[Stated goal]:
Edit the records below so that "Boxes" becomes "Rectangles", and reproduce everything else unchanged.

── Provided records

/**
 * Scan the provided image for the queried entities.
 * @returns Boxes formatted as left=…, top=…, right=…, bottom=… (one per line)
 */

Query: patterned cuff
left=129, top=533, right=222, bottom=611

────

[Finished exercise]:
/**
 * Scan the provided image for the queried entities.
 * @returns Rectangles formatted as left=…, top=…, right=…, bottom=… (one per line)
 */

Query: patterned cuff
left=129, top=533, right=222, bottom=611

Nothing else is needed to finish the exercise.